Saved data entries
※ ※ ※
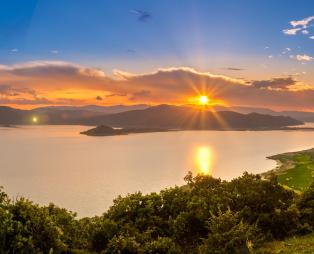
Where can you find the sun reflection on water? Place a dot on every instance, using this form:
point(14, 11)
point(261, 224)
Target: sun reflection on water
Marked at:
point(204, 158)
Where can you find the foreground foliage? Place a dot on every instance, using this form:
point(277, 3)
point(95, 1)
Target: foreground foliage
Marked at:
point(206, 215)
point(296, 244)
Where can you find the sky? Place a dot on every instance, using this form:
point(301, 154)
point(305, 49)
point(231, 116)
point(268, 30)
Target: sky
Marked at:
point(77, 52)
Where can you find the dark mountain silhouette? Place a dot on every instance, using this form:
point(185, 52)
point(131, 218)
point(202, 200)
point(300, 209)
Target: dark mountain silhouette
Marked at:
point(162, 116)
point(99, 109)
point(174, 117)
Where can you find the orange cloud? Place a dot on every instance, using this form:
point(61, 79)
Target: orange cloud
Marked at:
point(62, 83)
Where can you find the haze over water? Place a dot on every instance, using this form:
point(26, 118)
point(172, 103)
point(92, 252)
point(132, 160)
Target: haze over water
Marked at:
point(84, 174)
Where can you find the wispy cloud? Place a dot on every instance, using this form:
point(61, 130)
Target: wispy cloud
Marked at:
point(54, 51)
point(303, 22)
point(78, 84)
point(299, 26)
point(142, 16)
point(291, 31)
point(303, 58)
point(234, 69)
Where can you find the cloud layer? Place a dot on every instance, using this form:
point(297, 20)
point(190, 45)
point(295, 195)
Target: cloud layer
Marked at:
point(61, 83)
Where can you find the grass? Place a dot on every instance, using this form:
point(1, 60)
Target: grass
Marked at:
point(301, 175)
point(294, 245)
point(296, 170)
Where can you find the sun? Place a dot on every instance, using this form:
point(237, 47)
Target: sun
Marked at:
point(34, 119)
point(203, 100)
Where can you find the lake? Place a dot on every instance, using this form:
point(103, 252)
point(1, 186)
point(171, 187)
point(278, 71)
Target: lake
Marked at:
point(84, 174)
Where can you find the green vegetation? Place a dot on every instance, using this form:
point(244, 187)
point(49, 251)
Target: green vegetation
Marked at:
point(206, 215)
point(296, 170)
point(293, 245)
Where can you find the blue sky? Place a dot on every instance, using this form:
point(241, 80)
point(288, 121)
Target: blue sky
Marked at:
point(208, 35)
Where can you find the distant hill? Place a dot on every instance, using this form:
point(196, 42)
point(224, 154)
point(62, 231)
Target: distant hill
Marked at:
point(100, 109)
point(175, 117)
point(299, 115)
point(162, 116)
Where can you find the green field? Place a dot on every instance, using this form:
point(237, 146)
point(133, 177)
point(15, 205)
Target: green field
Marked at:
point(294, 245)
point(296, 170)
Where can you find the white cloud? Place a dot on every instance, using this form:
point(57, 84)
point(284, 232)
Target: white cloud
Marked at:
point(292, 31)
point(305, 32)
point(303, 22)
point(304, 58)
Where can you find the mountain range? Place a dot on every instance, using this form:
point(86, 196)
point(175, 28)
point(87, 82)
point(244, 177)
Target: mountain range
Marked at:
point(143, 116)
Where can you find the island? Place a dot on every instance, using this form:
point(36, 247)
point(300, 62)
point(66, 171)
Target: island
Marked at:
point(103, 130)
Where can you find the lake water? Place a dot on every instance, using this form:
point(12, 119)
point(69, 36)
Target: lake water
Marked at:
point(84, 174)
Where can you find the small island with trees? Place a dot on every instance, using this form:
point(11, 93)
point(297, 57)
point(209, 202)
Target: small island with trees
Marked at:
point(103, 130)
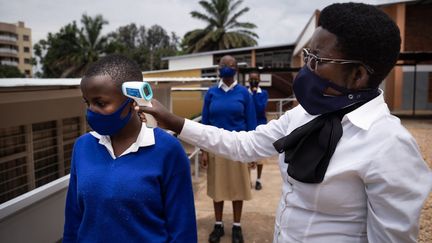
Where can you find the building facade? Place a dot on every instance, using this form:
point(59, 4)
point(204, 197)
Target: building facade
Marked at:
point(16, 47)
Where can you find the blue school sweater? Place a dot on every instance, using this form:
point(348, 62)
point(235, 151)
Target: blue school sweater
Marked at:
point(233, 110)
point(260, 99)
point(144, 196)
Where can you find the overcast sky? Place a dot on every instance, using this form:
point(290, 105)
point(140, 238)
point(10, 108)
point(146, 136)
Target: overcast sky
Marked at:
point(278, 21)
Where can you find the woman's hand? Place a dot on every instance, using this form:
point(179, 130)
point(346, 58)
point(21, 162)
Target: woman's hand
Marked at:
point(204, 159)
point(164, 117)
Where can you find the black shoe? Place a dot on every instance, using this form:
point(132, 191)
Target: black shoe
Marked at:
point(216, 234)
point(258, 186)
point(237, 235)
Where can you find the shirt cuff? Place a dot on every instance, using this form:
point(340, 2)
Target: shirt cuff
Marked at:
point(191, 132)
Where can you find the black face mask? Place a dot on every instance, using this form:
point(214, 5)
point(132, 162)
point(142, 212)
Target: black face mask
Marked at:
point(309, 90)
point(253, 83)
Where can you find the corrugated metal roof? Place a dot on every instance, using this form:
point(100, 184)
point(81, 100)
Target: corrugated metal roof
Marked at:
point(29, 82)
point(19, 82)
point(226, 51)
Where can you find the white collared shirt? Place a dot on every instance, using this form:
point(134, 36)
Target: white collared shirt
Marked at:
point(374, 187)
point(225, 87)
point(259, 90)
point(145, 138)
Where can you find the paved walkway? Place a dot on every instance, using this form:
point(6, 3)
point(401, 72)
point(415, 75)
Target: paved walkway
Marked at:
point(258, 213)
point(257, 216)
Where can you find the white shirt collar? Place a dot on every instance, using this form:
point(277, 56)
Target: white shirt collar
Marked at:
point(365, 115)
point(225, 87)
point(145, 138)
point(258, 90)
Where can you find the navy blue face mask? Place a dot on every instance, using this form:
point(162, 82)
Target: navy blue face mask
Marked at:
point(226, 72)
point(309, 90)
point(109, 124)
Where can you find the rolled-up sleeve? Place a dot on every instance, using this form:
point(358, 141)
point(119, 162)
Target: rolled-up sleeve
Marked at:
point(397, 185)
point(240, 146)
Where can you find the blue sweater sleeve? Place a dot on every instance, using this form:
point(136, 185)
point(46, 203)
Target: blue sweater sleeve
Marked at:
point(251, 121)
point(73, 212)
point(206, 106)
point(179, 199)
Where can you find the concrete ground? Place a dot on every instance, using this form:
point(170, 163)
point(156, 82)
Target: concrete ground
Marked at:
point(258, 213)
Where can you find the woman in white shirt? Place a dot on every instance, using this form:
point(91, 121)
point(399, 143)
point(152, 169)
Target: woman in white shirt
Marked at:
point(351, 171)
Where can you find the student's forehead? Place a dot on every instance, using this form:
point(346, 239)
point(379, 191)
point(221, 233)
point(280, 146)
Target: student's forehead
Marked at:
point(100, 83)
point(227, 60)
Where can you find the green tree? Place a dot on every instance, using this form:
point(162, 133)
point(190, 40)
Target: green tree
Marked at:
point(145, 46)
point(10, 72)
point(69, 52)
point(223, 30)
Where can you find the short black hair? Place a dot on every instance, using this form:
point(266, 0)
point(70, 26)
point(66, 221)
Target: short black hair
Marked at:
point(120, 68)
point(254, 71)
point(364, 33)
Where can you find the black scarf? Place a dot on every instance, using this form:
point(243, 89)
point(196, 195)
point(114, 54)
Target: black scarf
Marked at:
point(309, 148)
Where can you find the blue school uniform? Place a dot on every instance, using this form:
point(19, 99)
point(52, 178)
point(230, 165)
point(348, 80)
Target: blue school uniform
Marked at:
point(144, 195)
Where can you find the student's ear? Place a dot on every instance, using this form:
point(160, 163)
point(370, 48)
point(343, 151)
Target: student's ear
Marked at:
point(360, 78)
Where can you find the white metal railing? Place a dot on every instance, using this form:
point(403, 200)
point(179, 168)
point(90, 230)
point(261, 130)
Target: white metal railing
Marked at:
point(195, 154)
point(8, 50)
point(9, 63)
point(39, 213)
point(8, 38)
point(280, 104)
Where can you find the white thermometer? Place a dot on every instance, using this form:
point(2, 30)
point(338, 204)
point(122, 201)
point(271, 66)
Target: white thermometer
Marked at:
point(142, 93)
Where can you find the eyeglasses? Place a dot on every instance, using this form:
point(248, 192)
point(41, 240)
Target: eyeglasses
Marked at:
point(313, 60)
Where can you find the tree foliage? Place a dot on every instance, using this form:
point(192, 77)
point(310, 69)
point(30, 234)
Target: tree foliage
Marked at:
point(10, 72)
point(223, 30)
point(145, 46)
point(70, 51)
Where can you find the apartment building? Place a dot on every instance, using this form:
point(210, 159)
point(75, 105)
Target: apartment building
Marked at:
point(16, 47)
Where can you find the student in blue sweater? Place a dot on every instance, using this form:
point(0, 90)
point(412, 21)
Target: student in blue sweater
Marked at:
point(260, 98)
point(229, 106)
point(128, 183)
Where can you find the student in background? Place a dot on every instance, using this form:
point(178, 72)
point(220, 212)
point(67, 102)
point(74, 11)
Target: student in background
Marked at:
point(128, 183)
point(260, 98)
point(229, 106)
point(350, 171)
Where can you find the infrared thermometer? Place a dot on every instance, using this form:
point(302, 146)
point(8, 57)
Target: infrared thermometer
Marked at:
point(142, 93)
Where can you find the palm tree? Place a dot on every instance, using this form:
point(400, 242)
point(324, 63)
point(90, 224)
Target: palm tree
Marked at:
point(223, 31)
point(91, 43)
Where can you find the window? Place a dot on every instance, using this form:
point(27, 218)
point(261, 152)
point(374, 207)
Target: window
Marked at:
point(13, 166)
point(430, 88)
point(35, 154)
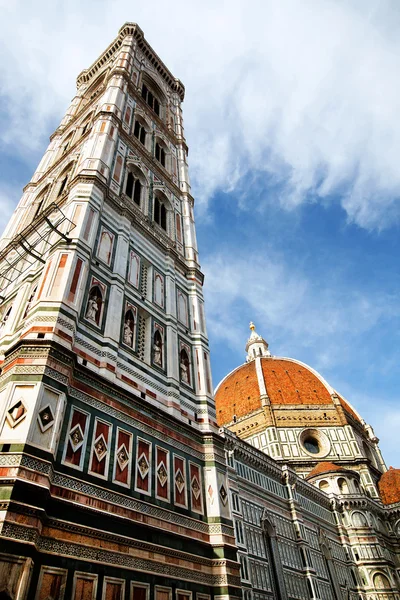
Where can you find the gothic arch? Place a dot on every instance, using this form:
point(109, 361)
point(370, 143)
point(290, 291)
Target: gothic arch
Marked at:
※ ※ ※
**Brief**
Pull every line containing "mountain" out of the entries.

**Response below**
Where can you find the dark mountain silhouette? Place a dot on every instance, using this form:
Target: dark mountain silhouette
Where can you find the mountain range? Place a dot on every instance, using this form:
Target: mountain range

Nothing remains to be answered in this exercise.